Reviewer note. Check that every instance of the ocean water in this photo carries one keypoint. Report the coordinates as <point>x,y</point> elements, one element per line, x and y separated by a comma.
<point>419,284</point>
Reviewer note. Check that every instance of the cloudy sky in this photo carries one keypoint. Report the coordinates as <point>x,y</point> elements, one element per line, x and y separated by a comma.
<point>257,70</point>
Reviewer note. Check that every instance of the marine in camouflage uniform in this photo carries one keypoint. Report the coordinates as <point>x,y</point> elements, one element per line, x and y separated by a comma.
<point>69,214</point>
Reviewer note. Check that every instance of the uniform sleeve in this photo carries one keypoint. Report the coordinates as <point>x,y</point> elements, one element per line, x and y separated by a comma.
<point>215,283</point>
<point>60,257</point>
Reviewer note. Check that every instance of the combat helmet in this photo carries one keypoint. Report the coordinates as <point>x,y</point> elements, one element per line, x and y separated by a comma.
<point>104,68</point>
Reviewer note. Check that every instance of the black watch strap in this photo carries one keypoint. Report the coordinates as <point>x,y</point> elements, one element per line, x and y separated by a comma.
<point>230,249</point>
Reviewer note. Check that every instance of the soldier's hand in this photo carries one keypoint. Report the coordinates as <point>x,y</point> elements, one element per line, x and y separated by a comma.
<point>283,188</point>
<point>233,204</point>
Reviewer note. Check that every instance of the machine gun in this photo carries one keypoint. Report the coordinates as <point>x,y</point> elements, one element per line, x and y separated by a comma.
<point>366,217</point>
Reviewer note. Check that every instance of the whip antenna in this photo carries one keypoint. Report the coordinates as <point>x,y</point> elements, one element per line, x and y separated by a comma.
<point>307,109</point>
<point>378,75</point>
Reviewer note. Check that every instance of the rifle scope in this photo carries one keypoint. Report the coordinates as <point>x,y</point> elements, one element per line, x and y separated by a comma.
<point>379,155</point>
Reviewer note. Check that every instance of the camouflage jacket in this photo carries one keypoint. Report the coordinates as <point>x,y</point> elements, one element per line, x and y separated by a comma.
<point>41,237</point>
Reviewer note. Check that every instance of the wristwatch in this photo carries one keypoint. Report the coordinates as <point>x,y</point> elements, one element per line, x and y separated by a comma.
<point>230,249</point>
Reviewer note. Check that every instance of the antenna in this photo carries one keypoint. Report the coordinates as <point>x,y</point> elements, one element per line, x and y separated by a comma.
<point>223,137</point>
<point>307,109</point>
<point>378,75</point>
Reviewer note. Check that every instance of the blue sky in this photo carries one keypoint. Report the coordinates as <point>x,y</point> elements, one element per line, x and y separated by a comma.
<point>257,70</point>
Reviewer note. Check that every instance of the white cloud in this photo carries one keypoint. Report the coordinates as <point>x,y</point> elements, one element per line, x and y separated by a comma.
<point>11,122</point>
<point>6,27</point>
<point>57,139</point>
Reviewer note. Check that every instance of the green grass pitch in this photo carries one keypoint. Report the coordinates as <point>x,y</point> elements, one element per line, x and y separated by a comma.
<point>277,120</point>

════════════════

Aim of the exercise.
Reproduce every entry above word for word, in the same order.

Complete response.
Reviewer note. Check that every instance of the ocean water in this photo carries one keypoint. Report the coordinates as <point>x,y</point> elements, one element per line, x and y separated by a comma.
<point>419,284</point>
Reviewer note. Check that every instance of the cloudy sky in this photo carries one keypoint. Report the coordinates as <point>x,y</point> elements, one element per line, x and y separated by a comma.
<point>257,70</point>
Reviewer note. Check that every instance of the marine in camouflage uniform in this photo carries one keypoint. Report the coordinates as <point>x,y</point> elements, one element per line, x and y separated by a comma.
<point>69,214</point>
Reviewer note. Check that every instance of the uniform sleeve in this photo carries one keypoint. Report the coordinates as <point>x,y</point> elements, one element per line, x and y separated by a comma.
<point>215,283</point>
<point>60,257</point>
Reviewer note. Check that every instance of the combat helmet in this photo carries one keypoint. Report the coordinates as <point>x,y</point> elements, one element per line, x and y separated by a comma.
<point>104,68</point>
Reviewer note. Check that every instance of the black watch strap in this photo carries one keypoint. Report the coordinates as <point>x,y</point> elements, one element per line, x and y separated by a comma.
<point>230,249</point>
Reviewer note. Check that every instance of the soldier's hand in this photo carries one keypoint. Report the coordinates as <point>x,y</point> elements, one element per line, x and y separated by a comma.
<point>283,188</point>
<point>233,204</point>
Reviewer note. Check that every instance of the machine gun in this photo carries one keypoint. Report the coordinates as <point>x,y</point> elements, one element per line, x and y separated by a comma.
<point>366,217</point>
Reviewer note. Check that every instance of the whip antenna in this photo carries one keypoint. Report the coordinates as <point>x,y</point> elements, one element per line, x and y separated by a comma.
<point>307,109</point>
<point>378,75</point>
Reviewer note. Check that every instance of the rifle scope in this photo carries one keypoint. Report the coordinates as <point>x,y</point> elements, one element per line, x and y separated by a comma.
<point>379,155</point>
Reviewer note. Check that every instance of the camouflage jacket in this photo carries one keypoint. Report the coordinates as <point>x,y</point> elements, one element per line, x and y separated by a comma.
<point>41,237</point>
Reviewer note. Check that every instance of the wristwatch in this photo carries one keypoint. Report the coordinates as <point>x,y</point> elements, one element per line, x and y separated by a comma.
<point>230,249</point>
Reviewer note. Check that every instance of the antenna in this photo carries one keypoint. Report the coordinates as <point>x,y</point> elements, one element per line, x and y separated by a comma.
<point>223,137</point>
<point>307,109</point>
<point>378,75</point>
Reviewer note. Check that every instance of the blue sky in this photo carries one keypoint. Report the coordinates as <point>x,y</point> elements, one element per line, x and y separated by a comma.
<point>257,70</point>
Reviewer note. Check that every instance of the white cloud in this photo carries one keypoint. Report the coordinates as <point>x,y</point> elements, one element per line, x and y separated by a comma.
<point>11,122</point>
<point>6,27</point>
<point>57,139</point>
Reviewer note. Check that every instance of the green grass pitch in this photo carries one keypoint. Report the coordinates as <point>x,y</point> elements, one element per line, x and y separated by a comma.
<point>277,120</point>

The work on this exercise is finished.